**REQUISITOS DA TAREFA:** Informe, copiando-as na íntegra, todas as linhas dos registros em que aparece a palavra "attic".

**DADOS A UTILIZAR:**
....................

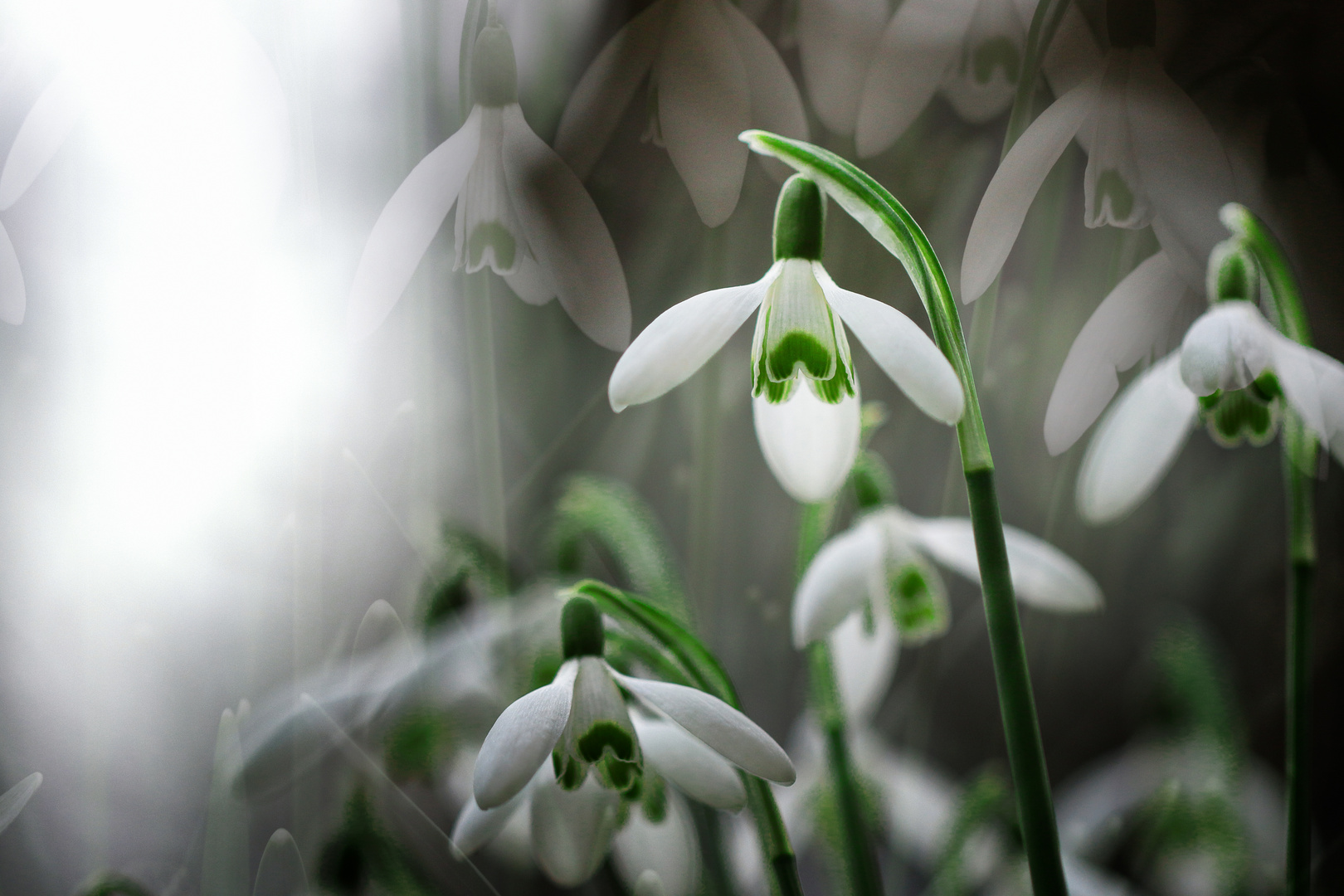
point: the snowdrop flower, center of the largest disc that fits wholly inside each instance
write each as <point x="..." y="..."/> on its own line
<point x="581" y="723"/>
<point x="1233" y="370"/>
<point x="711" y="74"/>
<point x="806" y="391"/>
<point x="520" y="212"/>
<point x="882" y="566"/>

....................

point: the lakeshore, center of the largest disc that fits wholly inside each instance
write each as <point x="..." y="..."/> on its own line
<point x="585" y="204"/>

....................

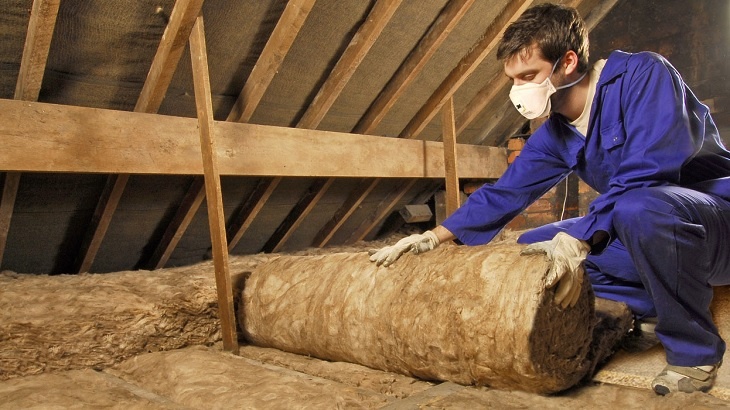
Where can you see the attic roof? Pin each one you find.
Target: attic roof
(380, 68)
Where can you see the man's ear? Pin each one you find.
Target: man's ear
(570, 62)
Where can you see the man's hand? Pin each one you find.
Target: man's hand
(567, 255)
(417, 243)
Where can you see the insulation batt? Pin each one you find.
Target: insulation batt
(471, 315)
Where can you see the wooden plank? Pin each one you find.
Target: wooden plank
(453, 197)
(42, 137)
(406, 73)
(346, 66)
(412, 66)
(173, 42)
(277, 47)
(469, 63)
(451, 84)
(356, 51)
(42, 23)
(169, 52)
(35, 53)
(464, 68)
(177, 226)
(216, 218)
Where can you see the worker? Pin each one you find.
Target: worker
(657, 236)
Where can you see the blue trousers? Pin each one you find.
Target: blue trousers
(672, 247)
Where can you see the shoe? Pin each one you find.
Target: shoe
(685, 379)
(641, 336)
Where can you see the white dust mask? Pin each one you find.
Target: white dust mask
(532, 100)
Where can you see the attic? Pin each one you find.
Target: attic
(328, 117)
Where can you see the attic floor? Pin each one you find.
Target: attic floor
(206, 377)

....................

**RESULTADO DA TAREFA:**
Where can you see the attic roof? Pin each one you find.
Target: attic roof
Where can you see the attic? Pin each one you find.
Target: attic
Where can you see the attic floor? Pin each one you find.
Target: attic floor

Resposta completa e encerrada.